→ **ATTIVITÀ 1**: Ricopia fedelmente le righe dei dati, dalla riga che contiene "The answer for" fino a quella che contiene "15L13 3L3 136L346", entrambe incluse.

Per il comune di Pisa la vicenda riguarda solo le istituzioni
“competenti”, che se ne occupano con “attenzione (SIC!) e serietà” . Invece
la questione del proibizionismo riguarda proprio tutti, in primis tutti
quelli che vivono da vicino o direttamente le problematiche legate
all'abuso di sostanze, compreso l'alcol.
I giovani spesso usano linguaggi incomprensibili e forme molto criticabili
per esprimere il loro pensiero, ma sta alla lungimiranza della classe
politica il compito di interpretare ed intercettare le istanze in esse
contenute. L'amministrazione locale di Pisa sta mostrando una scarsissima
capacità in questa direzione. Non è con la proibizione che si affrontano le
questioni, è una scorciatoia dal corto respiro. Ai posteri l'ardua
sentenza.

mari3tt0
13-05-10, 12:43
Oggi il cuore della nuova strategia proibizionista sta nell'aver fatto
confluire tutte le sostanze illecite in un'unica tabella e nell'aver
stabilito per tutte la stessa pena detentiva in caso di reato (cresciute le
pene per le droghe leggere, diminuite invece per quelle pesanti). L'effetto
più evidente di questa politica di fatto è stata la crescita dell'offerta
di sostanze che prima erano considerate pesanti.
Da un punto di vista comunicativo l' appiattimento della tematica,
provocato dall'idea che tutte le sostanze sono uguali, ha fatto perdere
ancora più credibilità ai messaggi informativi, censurando al tempo stesso
ogni tipo d’informazione che sia tesa ad approfondire “ l'argomento droghe”
in modo alternativo: tutto ciò sta producendo un'ignoranza diffusa che
aumenta i rischi derivanti dall'assunzione. Il presupposto ridicolo da cui
parte il sig. Giovanardi, e a quanto pare anche il Comune di Pisa, si basa
sul fatto che le sostanze sono illegali e quindi non ne è consentito alcun
uso di queste e di conseguenza ogni tipo di discorso, che non sottolinea il
fatto che fanno male, è da considerarsi istigazione al consumo. Solo le
istituzioni preposte possono occuparsene, tutti gli altri soggetti che ne
parlano vengono censurati, criminalizzati e perseguitati, quando non
seguono il Codice Ultraproibizionista Ufficiale. Questo è un atteggiamento
che esclude ogni possibilità di crescita di consapevolezza sociale e
collettiva sull'argomento, va contro l' essenza stessa di avanzamento della
ricerca scientifica: è come dire che tutte le droghe fanno male e basta,
ogni critica alla legge in questione è reato di istigazione a violare la
legge stessa: è propaganda al consumo; è una espressione di pensiero
“caricaturale”.

→ **DATI FORNITI**:

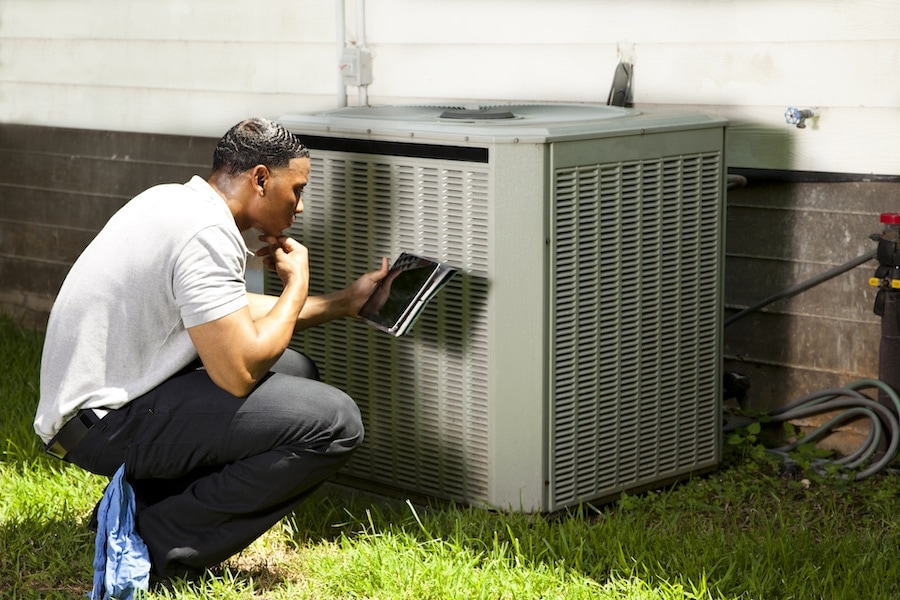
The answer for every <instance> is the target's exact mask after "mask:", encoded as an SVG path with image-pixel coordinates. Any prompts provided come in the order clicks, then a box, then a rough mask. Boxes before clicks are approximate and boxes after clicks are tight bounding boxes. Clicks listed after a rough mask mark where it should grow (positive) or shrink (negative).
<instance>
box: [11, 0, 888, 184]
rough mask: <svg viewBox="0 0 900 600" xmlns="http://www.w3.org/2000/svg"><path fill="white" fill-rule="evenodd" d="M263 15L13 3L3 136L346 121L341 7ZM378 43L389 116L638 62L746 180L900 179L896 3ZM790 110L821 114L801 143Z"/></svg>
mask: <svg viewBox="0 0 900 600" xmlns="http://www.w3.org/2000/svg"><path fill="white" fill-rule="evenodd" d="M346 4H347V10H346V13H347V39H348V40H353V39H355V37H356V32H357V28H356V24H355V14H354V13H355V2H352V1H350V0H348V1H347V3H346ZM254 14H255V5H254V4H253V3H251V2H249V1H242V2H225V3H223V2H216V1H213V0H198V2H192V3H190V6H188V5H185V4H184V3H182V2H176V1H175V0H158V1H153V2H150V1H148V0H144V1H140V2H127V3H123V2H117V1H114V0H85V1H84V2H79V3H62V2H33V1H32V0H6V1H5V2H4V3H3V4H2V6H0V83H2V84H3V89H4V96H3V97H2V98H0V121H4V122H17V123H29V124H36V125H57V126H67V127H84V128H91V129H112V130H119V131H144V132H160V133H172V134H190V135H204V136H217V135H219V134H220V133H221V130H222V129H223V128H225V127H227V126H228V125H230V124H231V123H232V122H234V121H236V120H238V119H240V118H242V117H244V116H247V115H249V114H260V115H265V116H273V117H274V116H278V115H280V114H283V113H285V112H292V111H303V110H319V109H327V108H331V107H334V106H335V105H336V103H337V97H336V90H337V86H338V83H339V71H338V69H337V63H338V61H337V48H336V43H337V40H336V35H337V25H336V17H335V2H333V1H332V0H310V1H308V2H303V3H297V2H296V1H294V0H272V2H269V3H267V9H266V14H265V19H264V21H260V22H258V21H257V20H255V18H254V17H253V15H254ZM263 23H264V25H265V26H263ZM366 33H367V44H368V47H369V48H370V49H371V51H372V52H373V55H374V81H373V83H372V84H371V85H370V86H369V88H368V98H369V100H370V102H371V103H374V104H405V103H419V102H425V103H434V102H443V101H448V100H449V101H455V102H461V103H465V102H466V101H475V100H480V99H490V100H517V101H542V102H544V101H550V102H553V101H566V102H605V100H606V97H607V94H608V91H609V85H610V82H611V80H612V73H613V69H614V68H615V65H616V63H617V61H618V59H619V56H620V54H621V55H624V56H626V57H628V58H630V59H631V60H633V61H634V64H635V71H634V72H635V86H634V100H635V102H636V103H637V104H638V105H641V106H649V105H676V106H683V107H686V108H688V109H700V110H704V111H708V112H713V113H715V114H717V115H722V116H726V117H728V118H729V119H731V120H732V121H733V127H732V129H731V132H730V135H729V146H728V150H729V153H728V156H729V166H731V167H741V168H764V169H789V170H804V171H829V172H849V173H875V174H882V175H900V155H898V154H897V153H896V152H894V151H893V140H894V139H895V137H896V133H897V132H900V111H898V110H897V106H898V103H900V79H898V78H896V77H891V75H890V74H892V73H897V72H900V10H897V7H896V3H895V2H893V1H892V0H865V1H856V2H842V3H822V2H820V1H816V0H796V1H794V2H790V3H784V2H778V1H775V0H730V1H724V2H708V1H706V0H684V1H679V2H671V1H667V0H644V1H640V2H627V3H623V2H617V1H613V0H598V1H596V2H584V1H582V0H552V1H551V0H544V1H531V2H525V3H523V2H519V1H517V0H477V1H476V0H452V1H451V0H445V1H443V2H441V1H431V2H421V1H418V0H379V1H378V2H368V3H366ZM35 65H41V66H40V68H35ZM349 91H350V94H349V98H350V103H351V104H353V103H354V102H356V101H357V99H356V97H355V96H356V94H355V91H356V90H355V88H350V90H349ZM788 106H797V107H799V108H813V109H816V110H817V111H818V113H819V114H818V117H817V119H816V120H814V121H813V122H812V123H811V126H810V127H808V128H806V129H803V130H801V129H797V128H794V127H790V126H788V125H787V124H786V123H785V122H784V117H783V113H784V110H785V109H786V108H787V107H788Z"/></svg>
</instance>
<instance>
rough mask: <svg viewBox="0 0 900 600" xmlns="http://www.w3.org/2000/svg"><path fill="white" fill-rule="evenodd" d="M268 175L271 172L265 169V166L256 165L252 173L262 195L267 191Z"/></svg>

* * *

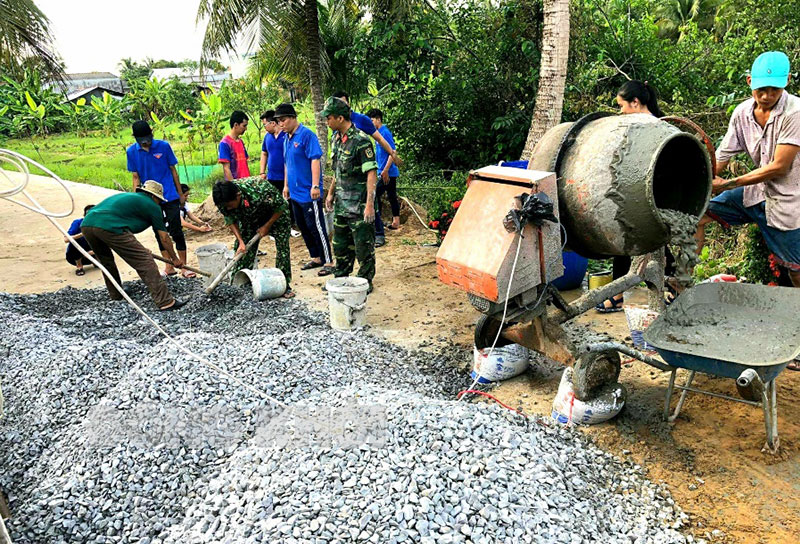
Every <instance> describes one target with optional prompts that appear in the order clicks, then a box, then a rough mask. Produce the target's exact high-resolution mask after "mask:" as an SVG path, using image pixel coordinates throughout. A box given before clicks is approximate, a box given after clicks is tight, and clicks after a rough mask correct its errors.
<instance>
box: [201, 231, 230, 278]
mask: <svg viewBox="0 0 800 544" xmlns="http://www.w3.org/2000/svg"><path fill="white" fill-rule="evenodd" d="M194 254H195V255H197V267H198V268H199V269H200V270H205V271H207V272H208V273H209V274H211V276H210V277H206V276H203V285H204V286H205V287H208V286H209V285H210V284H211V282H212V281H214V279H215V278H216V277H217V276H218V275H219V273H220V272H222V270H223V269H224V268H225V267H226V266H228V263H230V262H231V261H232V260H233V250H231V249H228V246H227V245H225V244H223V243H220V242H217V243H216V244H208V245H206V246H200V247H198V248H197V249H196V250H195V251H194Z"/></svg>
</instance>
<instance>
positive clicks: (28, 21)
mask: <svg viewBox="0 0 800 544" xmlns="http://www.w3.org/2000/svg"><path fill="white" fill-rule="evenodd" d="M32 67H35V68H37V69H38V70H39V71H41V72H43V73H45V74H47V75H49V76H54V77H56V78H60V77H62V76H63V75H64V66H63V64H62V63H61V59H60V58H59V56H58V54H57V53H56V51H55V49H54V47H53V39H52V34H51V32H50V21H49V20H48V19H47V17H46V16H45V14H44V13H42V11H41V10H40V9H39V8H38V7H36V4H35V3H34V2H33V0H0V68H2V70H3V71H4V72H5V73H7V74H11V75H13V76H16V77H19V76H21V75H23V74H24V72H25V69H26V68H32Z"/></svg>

→ **ATTIVITÀ 2**: Traduci in inglese questa frase dell'estratto sul proibizionismo: "Non è con la proibizione che si affrontano le questioni, è una scorciatoia dal corto respiro."

→ **RISPOSTA FINALE 1**:
The answer for every <instance> is the target's exact mask after "mask:", encoded as an SVG path with image-pixel coordinates. Any prompts provided come in the order clicks, then a box, then a rough mask. Boxes before clicks are approximate and boxes after clicks are tight bounding boxes. Clicks listed after a rough mask mark where it should grow (positive) or shrink (negative).
<instance>
box: [11, 0, 888, 184]
rough mask: <svg viewBox="0 0 900 600" xmlns="http://www.w3.org/2000/svg"><path fill="white" fill-rule="evenodd" d="M263 15L13 3L3 136L346 121L341 7ZM378 43L389 116L638 62L746 180L900 179L896 3ZM790 110L821 114L801 143Z"/></svg>

→ **RISPOSTA FINALE 2**: Issues are not tackled through prohibition; it is a short-sighted shortcut.